_Goal_: Reproduce every entry exactly, without alteration.

Stored data entries:
((

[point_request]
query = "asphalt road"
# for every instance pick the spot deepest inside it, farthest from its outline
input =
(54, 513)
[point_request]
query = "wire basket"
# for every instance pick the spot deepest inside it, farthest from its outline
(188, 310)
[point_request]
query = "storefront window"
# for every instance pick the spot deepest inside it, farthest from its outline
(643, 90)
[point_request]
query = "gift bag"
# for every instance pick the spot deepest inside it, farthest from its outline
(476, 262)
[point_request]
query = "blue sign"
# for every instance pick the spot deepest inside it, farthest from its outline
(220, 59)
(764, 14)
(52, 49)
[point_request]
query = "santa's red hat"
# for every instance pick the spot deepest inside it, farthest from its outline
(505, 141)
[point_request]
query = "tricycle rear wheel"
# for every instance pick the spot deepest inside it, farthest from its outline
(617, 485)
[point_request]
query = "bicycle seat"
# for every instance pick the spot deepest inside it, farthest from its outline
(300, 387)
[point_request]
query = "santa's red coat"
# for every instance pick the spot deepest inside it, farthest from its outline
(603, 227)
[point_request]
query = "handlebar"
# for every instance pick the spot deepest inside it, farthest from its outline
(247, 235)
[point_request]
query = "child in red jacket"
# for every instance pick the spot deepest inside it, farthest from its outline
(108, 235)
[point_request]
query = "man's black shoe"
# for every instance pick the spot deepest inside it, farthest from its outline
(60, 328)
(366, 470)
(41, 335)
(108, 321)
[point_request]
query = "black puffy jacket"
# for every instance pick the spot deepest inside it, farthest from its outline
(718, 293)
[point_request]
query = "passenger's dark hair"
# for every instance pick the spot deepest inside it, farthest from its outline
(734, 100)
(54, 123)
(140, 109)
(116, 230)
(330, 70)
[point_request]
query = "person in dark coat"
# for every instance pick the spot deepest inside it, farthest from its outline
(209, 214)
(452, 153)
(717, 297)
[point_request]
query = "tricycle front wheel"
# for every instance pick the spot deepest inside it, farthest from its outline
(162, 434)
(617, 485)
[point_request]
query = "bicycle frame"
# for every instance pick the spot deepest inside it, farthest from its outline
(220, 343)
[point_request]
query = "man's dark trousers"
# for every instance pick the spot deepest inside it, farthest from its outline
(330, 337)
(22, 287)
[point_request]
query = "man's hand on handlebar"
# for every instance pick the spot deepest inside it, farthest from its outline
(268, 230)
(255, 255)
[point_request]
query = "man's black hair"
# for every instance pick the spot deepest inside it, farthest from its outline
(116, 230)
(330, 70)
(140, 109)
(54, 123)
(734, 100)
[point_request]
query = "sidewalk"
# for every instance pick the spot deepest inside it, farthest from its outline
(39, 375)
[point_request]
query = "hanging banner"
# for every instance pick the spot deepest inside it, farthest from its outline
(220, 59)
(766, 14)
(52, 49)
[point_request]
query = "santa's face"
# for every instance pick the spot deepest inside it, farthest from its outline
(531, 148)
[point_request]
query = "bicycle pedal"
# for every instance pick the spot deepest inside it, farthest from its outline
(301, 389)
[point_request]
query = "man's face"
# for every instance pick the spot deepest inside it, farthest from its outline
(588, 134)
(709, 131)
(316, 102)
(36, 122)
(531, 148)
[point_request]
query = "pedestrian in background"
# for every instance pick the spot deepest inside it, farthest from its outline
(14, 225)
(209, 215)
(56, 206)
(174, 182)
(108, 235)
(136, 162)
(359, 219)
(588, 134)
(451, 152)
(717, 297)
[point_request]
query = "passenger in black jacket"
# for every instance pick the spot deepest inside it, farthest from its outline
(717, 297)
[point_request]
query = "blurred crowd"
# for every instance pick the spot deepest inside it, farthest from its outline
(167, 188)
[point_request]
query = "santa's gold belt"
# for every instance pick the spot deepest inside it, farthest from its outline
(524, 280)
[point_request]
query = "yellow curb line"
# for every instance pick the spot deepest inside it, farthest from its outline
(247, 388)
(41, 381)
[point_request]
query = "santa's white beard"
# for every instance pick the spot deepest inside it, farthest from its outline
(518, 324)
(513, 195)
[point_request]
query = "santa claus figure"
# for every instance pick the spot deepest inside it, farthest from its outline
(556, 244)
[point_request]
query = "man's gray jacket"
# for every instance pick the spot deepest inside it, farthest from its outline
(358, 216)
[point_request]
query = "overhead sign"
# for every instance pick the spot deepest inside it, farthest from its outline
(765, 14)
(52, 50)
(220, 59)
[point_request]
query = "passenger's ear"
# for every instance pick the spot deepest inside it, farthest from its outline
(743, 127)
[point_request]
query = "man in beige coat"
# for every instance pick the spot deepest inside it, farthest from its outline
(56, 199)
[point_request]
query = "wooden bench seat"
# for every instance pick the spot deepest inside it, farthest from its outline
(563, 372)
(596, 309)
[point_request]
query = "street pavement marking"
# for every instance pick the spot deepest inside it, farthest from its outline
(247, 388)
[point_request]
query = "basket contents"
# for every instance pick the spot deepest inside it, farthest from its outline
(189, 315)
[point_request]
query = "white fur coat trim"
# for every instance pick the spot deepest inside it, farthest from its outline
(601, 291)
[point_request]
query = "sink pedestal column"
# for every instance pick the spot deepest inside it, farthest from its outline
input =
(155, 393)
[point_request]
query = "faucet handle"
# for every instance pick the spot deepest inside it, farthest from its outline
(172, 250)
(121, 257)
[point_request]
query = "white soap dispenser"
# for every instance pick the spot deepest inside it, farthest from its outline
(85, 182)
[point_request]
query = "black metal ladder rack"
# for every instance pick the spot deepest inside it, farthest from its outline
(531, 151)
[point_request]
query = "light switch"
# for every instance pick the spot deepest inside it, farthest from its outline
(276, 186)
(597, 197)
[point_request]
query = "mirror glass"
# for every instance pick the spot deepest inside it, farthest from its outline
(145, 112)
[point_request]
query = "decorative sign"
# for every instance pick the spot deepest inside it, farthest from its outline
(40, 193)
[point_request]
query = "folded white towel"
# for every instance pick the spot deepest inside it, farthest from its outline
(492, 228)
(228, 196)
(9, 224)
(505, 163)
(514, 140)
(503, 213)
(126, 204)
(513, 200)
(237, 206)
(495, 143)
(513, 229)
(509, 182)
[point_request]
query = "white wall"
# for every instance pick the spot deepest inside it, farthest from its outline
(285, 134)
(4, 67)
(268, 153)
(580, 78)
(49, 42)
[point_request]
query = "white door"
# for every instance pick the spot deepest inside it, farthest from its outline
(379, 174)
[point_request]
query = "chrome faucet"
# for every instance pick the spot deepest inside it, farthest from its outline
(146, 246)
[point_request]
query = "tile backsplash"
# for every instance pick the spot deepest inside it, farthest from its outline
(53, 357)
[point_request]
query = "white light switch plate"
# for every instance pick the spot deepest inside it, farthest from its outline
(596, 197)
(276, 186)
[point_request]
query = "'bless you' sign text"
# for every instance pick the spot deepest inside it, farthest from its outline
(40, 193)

))

_Full output_:
[point_request]
query = "asphalt road"
# for every instance pick the spot deepest inside it, farthest from its outline
input =
(54, 513)
[point_request]
query = "wire basket"
# for every instance pick the spot deepest inside it, farthest from its outline
(188, 310)
[point_request]
query = "storefront window"
# for every instance pick the spot deepest inside it, farthest from its outline
(643, 90)
[point_request]
query = "gift bag"
# for every instance pick the spot deepest inside it, farthest from its outline
(476, 262)
[point_request]
query = "blue sign"
# for every instance pick the spot deepest inside it, farthest from its outline
(220, 59)
(764, 14)
(52, 49)
[point_request]
query = "santa's red hat"
# for every instance pick the spot deepest inside it, farthest from its outline
(505, 141)
[point_request]
query = "tricycle rear wheel"
# for every instance pick the spot deepest inside it, farthest from its outline
(617, 485)
[point_request]
query = "bicycle seat"
# for every instance pick the spot deepest inside it, farthest from its outline
(300, 387)
[point_request]
query = "santa's red coat"
# for every instance pick the spot deepest inside it, farthest from its outline
(603, 227)
[point_request]
query = "handlebar"
# for every instance pick the spot deepest inside it, farthest from its outline
(247, 235)
[point_request]
query = "child in red jacket"
# for every instance pick the spot deepest inside it, farthest from its outline
(108, 235)
[point_request]
query = "man's black shoe"
# for every instance pick the spot deepest inside it, farthest from its outline
(60, 328)
(366, 470)
(41, 335)
(108, 321)
[point_request]
query = "black puffy jacket"
# for every instance pick the spot deepest inside it, farthest from its outline
(718, 293)
[point_request]
query = "passenger's dark hair"
# for every instance pick the spot deepest inside it, farthest from its outline
(734, 100)
(54, 123)
(140, 109)
(116, 230)
(330, 70)
[point_request]
query = "person in dark coat"
# for every instance pick the spot deepest inside it, farthest from its outline
(209, 214)
(452, 153)
(717, 297)
[point_request]
query = "tricycle front wheel"
# for every instance pick the spot deepest inside it, farthest from its outline
(162, 434)
(617, 485)
[point_request]
query = "bicycle frame"
# for every instance pick the spot deepest inside it, farthest from its outline
(220, 343)
[point_request]
query = "man's dark trousers"
# for every instance pick the spot deepest inside it, farthest from its outline
(330, 337)
(22, 287)
[point_request]
query = "man's hand on handlebar"
# for every instance pick the spot deepest inside it, farthest from its outline
(268, 230)
(255, 255)
[point_request]
query = "man's black hair"
# for every instance pick the spot deepest inside it, farthest from its outline
(116, 230)
(330, 70)
(140, 109)
(54, 123)
(734, 100)
[point_request]
query = "sidewalk"
# for every instance pick the spot deepest inside it, farthest from its outline
(39, 375)
[point_request]
query = "hanging banner"
# for every instance pick the spot deepest inside it, farthest from its outline
(220, 59)
(766, 14)
(52, 49)
[point_request]
query = "santa's face"
# for every instance pick the spot deepest inside it, farthest from its outline
(531, 148)
[point_request]
query = "bicycle pedal"
# for every instance pick the spot deepest inside it, farthest from its outline
(301, 389)
[point_request]
query = "man's face"
# for every instance pick the spot deepest inside it, farthest from its outline
(588, 134)
(709, 131)
(316, 102)
(36, 122)
(531, 148)
[point_request]
query = "pedestrian in background"
# for every instance pick the spot deepest inside it, farthest from its outline
(14, 225)
(209, 215)
(56, 206)
(174, 182)
(108, 235)
(136, 162)
(359, 219)
(588, 134)
(451, 152)
(717, 297)
[point_request]
query = "passenger in black jacket"
# for every instance pick the spot deepest inside it, farthest from its outline
(717, 297)
[point_request]
query = "blurred crowd"
# for every instance pick the spot deepest inside it, farthest from its outline
(167, 188)
[point_request]
query = "santa's gold belt"
# for every instance pick the spot deepest inside it, farthest from its outline
(524, 280)
[point_request]
query = "yellow curb line"
# for every instance pick the spot deepest inside it, farthest from its outline
(247, 388)
(41, 381)
[point_request]
query = "santa's white beard"
# for every instance pick the spot deepest inside it, farthest from its outline
(518, 324)
(513, 195)
[point_request]
query = "santa claus figure"
# for every instance pick the spot deepest inside it, farthest from its outline
(556, 244)
[point_request]
query = "man's gray jacket"
# for every instance pick the spot deepest inside it, farthest from its outline
(358, 216)
[point_request]
query = "overhead sign"
# for every instance pick the spot deepest inside it, farthest from its outline
(765, 14)
(52, 50)
(220, 59)
[point_request]
query = "passenger's ear"
# for every instance pick the spot deepest inside it, farthest from its outline
(743, 127)
[point_request]
query = "man in beige coat"
# for every instance pick the spot deepest inside it, farthest from its outline
(56, 199)
[point_request]
query = "wooden bench seat"
# for every instance pick the spot deepest inside it, farthest from its outline
(563, 372)
(596, 309)
[point_request]
query = "street pavement marking"
# for every instance pick the spot deepest inside it, farthest from its outline
(247, 388)
[point_request]
query = "basket contents"
# for every instance pick the spot deepest inside it, farthest from its outline
(189, 315)
[point_request]
query = "white fur coat trim"
# for every instance pick the spot deepest inside it, farthest from its outline
(601, 291)
[point_request]
query = "sink pedestal column"
# for every instance pick the spot deepest inside it, farthest from its outline
input =
(155, 393)
[point_request]
query = "faucet handle"
# for every instance pick the spot deepest inside it, farthest from its outline
(172, 250)
(121, 257)
[point_request]
query = "white soap dispenser"
# for every instance pick the spot deepest inside it, farthest from its outline
(85, 182)
[point_request]
query = "black metal ladder rack"
# for every instance pick the spot deepest inside it, farthest from its outline
(531, 151)
[point_request]
query = "light switch"
# for every instance pick the spot deepest inside it, farthest from its outline
(276, 186)
(597, 197)
[point_request]
query = "mirror glass"
# for every instance pick the spot deepest inside it, farthest from its outline
(145, 112)
[point_request]
query = "decorative sign"
# for every instance pick the spot deepest inside it, farthest from its outline
(40, 193)
[point_request]
query = "folded white towel"
# for every instance pick the spot deepest inside it, farthest from its outline
(492, 228)
(228, 196)
(9, 224)
(505, 163)
(514, 140)
(503, 213)
(126, 204)
(513, 200)
(237, 206)
(495, 143)
(513, 229)
(509, 182)
[point_request]
query = "white wall"
# for every instance pick the spot deepest inside it, farthest from its outline
(285, 134)
(4, 67)
(268, 153)
(580, 78)
(49, 42)
[point_request]
query = "white door"
# for every instance pick the spot deepest inside it, farthest from its outline
(379, 174)
[point_request]
query = "chrome faucet"
# for every instance pick the spot deepest inside it, farthest from its outline
(146, 246)
[point_request]
query = "tile backsplash"
# for every instance pick the spot deepest inside it, farthest from its outline
(53, 357)
[point_request]
query = "white light switch plate"
# for every instance pick the spot deepest inside it, farthest from its outline
(596, 197)
(276, 186)
[point_request]
query = "'bless you' sign text"
# for every instance pick the spot deepest inside it, farthest from its outline
(40, 193)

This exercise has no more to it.